§ **PROBLEM REQUIREMENTS**:
The required output is every entry below, copied exactly.

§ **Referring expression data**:
+++
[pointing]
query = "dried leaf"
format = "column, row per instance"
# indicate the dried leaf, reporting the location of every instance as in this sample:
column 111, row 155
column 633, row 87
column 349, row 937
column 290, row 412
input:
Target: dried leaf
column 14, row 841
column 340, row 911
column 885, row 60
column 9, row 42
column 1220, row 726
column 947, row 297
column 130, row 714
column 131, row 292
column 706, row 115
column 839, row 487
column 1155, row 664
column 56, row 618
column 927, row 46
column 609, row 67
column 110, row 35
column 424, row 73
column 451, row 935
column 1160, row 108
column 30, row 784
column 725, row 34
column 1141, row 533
+++
§ **TASK RESPONSE**:
[pointing]
query = "dried leaf"
format = "column, row per instance"
# indicate the dried leaf, reporting the location of every instance as in this sample:
column 111, row 155
column 633, row 87
column 349, row 937
column 290, row 412
input:
Target: dried leaf
column 14, row 841
column 340, row 911
column 885, row 60
column 9, row 42
column 1220, row 726
column 947, row 297
column 130, row 714
column 131, row 292
column 706, row 115
column 839, row 487
column 1155, row 664
column 56, row 618
column 927, row 46
column 609, row 67
column 110, row 35
column 424, row 73
column 451, row 935
column 1160, row 108
column 30, row 784
column 725, row 34
column 1141, row 533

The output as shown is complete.